» **EXERCISE GOAL**: Find and copy each line of the records where the string "every" shows up.

[Opening GIVEN RECORDS section]

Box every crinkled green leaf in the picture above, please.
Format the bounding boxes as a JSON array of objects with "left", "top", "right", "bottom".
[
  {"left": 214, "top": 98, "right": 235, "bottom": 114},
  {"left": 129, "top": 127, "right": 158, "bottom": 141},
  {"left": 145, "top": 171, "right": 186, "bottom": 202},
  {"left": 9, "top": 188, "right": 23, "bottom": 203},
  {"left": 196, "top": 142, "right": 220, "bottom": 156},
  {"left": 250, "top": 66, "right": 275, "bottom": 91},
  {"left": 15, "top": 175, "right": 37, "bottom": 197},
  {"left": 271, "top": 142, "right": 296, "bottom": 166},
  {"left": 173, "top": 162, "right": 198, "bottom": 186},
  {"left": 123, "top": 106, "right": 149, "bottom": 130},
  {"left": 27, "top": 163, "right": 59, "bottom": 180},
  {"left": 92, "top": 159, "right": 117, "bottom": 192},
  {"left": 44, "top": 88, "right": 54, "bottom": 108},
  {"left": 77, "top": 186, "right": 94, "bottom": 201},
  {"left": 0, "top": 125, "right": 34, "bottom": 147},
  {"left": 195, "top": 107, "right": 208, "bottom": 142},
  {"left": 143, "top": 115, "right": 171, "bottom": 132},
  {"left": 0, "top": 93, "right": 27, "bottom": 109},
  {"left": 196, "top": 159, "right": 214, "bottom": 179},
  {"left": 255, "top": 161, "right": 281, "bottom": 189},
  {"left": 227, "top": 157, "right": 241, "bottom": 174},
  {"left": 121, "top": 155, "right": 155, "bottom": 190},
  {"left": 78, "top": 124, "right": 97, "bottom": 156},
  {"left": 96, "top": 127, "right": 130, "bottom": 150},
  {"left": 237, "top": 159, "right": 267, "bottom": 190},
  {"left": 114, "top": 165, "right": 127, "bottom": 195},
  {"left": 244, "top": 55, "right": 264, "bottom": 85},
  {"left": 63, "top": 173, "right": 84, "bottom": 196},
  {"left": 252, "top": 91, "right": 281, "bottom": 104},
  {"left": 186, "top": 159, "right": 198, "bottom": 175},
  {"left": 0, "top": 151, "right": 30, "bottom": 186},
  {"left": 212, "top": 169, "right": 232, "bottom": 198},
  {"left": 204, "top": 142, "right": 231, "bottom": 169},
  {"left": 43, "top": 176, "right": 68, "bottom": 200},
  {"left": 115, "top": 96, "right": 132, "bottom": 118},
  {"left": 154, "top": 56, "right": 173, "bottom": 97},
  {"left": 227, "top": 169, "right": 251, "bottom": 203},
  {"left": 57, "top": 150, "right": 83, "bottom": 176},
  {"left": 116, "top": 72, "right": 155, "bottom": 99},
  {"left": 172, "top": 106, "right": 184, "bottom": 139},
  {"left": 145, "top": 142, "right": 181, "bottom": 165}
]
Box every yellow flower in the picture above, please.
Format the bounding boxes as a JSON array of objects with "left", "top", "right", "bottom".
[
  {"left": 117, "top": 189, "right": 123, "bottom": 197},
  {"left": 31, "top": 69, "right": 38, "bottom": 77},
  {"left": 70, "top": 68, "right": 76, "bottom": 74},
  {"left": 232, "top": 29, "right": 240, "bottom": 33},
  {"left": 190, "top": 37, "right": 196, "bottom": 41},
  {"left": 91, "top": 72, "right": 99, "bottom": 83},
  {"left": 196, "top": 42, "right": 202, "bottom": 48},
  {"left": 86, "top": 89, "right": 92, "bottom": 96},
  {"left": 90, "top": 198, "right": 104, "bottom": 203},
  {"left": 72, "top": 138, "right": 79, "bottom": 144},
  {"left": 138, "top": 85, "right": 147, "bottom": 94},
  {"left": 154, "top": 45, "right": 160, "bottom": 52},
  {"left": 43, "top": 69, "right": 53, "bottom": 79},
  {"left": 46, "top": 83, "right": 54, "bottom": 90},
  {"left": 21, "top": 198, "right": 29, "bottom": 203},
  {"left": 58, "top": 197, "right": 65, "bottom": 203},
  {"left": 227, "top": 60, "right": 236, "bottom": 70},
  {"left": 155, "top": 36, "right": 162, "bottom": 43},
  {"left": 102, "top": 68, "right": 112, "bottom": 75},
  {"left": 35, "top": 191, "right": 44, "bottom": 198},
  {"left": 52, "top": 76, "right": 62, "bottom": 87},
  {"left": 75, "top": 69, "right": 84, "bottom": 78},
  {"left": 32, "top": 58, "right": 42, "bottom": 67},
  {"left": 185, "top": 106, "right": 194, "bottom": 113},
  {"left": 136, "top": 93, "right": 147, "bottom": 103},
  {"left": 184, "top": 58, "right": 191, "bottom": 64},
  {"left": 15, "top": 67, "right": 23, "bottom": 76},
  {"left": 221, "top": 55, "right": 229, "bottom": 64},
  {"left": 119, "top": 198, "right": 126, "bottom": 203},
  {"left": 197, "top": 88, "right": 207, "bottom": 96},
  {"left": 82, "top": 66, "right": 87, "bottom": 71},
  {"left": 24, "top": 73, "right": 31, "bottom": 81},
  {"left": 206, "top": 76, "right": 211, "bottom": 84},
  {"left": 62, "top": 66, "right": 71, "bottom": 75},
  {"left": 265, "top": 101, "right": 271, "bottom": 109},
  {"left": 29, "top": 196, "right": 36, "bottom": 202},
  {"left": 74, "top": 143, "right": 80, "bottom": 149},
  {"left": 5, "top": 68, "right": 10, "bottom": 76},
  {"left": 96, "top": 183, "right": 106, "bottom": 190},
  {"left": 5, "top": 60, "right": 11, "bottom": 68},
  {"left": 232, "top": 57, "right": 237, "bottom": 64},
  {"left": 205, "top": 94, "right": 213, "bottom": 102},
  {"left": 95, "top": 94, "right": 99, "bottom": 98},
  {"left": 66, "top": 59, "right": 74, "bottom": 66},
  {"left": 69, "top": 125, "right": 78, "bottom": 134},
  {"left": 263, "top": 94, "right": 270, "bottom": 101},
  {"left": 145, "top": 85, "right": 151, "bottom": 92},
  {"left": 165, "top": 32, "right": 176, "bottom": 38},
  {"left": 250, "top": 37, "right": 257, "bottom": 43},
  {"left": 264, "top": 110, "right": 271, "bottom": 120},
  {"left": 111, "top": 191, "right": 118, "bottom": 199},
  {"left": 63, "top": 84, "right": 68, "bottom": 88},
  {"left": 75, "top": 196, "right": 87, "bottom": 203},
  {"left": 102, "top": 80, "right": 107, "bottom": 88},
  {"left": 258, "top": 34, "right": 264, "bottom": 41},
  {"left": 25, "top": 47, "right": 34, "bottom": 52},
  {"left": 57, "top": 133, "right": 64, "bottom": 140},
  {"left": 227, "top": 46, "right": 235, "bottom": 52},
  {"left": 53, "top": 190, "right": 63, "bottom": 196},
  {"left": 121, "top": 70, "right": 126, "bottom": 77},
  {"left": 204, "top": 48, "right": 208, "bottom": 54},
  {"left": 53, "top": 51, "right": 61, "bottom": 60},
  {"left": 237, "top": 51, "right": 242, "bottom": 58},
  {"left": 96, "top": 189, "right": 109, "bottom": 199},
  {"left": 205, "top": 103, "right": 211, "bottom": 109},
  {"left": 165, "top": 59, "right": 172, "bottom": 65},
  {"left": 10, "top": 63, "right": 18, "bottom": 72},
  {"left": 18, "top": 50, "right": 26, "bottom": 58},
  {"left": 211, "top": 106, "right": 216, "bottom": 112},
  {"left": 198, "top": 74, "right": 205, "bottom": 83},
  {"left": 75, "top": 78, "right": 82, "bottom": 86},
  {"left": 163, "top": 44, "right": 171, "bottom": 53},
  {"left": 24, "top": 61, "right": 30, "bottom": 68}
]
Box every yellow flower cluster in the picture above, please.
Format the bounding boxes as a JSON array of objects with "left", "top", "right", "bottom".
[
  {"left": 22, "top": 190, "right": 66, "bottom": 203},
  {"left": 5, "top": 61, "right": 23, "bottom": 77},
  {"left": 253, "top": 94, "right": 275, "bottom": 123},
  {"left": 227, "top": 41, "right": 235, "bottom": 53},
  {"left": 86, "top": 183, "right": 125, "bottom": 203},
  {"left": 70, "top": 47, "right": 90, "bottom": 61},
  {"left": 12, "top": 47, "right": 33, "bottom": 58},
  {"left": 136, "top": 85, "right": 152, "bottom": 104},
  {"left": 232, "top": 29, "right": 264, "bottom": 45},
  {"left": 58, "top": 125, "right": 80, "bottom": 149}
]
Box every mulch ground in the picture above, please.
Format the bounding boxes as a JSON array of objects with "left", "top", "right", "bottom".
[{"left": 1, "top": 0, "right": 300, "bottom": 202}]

[Closing GIVEN RECORDS section]

» **TASK RESULT**:
Box every crinkled green leaf in the picture above, please.
Box every yellow flower in the picture above, please.
Box every yellow flower cluster in the picture above, please.
Box every mulch ground in the picture above, please.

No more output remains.